* WHAT NEEDS TO BE DONE:
Find every line in the records below that holds the word "white", and copy it out.

* DATA EXCERPTS:
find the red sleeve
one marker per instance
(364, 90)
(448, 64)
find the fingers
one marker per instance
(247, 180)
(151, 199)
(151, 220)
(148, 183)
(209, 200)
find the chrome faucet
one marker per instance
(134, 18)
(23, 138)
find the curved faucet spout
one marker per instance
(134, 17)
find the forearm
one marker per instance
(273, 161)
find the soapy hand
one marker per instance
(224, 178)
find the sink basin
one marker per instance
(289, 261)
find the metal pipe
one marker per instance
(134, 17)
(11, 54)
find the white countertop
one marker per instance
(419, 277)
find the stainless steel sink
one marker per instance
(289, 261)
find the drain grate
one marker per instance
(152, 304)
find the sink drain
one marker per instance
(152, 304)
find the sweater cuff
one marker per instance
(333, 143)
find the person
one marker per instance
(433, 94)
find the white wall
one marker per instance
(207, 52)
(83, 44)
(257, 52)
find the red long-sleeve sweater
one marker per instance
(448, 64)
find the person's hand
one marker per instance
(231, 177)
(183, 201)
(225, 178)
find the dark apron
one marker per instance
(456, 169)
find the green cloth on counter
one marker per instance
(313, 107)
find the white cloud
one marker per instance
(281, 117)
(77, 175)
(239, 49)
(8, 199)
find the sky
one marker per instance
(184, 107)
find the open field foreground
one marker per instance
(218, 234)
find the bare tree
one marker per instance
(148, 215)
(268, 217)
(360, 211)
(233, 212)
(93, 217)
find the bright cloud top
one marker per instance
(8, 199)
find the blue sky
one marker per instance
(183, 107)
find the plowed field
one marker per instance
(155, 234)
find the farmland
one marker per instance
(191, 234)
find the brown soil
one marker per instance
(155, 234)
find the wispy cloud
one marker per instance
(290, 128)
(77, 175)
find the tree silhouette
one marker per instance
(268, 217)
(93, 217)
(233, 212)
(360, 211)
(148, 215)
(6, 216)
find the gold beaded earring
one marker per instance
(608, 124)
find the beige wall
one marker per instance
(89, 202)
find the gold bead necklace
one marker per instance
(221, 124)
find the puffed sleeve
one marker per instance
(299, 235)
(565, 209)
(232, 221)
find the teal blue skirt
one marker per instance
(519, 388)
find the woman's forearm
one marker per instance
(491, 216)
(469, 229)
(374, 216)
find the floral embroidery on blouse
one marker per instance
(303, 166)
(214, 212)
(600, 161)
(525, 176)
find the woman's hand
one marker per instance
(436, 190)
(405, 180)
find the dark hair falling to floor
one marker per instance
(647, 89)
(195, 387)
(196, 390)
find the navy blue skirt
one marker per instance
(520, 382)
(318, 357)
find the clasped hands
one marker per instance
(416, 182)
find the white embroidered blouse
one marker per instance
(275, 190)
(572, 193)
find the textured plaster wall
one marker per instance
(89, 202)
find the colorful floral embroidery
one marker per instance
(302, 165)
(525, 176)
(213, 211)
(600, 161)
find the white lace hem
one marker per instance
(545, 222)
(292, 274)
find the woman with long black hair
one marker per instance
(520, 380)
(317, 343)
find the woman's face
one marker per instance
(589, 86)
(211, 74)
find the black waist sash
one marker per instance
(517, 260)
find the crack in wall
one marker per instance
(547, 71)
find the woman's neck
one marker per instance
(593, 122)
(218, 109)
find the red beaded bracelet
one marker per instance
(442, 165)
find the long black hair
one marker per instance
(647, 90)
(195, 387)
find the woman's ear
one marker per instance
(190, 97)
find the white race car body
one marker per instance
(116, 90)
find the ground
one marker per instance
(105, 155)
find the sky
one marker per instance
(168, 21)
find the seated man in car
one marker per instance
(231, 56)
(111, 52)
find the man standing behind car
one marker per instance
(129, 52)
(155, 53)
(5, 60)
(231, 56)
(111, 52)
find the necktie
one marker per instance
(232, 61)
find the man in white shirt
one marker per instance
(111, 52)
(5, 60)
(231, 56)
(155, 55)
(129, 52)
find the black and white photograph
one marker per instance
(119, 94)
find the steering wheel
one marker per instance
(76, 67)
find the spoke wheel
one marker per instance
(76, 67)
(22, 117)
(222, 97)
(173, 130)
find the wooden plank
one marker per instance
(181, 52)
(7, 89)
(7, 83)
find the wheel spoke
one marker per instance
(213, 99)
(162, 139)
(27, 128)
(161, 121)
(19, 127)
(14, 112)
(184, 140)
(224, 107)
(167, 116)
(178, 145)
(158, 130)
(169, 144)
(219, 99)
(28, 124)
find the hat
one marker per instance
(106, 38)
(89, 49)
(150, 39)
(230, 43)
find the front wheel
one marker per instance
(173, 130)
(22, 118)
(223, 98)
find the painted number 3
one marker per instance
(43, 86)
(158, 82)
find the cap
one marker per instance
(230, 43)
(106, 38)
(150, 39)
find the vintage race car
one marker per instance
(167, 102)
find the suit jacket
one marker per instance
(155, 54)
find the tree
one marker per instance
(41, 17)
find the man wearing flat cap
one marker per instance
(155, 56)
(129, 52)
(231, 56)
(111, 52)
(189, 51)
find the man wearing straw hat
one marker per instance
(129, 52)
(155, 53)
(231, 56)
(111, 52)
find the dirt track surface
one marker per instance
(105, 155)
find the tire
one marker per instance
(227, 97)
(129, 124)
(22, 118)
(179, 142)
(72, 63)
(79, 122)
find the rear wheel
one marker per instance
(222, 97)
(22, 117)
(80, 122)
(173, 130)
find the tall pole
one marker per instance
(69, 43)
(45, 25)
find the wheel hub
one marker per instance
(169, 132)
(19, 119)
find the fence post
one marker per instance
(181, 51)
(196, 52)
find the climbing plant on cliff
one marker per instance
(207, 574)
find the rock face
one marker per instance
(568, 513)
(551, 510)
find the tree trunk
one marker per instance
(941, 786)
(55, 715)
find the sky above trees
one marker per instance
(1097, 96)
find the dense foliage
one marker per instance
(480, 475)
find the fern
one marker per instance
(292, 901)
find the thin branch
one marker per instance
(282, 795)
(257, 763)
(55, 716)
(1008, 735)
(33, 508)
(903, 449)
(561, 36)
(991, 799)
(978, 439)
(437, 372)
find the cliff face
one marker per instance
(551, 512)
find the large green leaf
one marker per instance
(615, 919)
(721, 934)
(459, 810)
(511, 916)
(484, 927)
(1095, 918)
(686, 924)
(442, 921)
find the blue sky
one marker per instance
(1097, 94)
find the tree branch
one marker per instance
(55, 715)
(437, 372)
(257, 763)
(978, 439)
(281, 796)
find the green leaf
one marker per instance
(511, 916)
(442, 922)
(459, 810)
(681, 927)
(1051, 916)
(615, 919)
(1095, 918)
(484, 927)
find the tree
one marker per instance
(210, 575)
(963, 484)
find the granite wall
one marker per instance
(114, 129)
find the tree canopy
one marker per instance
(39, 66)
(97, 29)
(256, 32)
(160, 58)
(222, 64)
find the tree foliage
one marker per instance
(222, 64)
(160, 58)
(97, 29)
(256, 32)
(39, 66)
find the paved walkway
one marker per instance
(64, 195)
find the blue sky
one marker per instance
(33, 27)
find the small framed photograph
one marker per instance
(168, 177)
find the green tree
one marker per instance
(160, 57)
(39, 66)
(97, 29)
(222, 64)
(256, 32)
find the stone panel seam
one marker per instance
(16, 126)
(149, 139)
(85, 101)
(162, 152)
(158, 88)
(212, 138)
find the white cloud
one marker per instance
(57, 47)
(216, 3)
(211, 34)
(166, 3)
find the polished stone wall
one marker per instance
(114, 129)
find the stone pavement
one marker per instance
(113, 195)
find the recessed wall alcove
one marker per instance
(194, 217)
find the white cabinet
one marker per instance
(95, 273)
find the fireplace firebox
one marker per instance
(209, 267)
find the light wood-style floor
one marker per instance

* RESPONSE:
find the white countertop
find the white wall
find the white cloud
find the white embroidered blouse
find the white lace hem
find the white race car body
find the man in white shirt
find the black and white photograph
find the white cloud
find the white cabinet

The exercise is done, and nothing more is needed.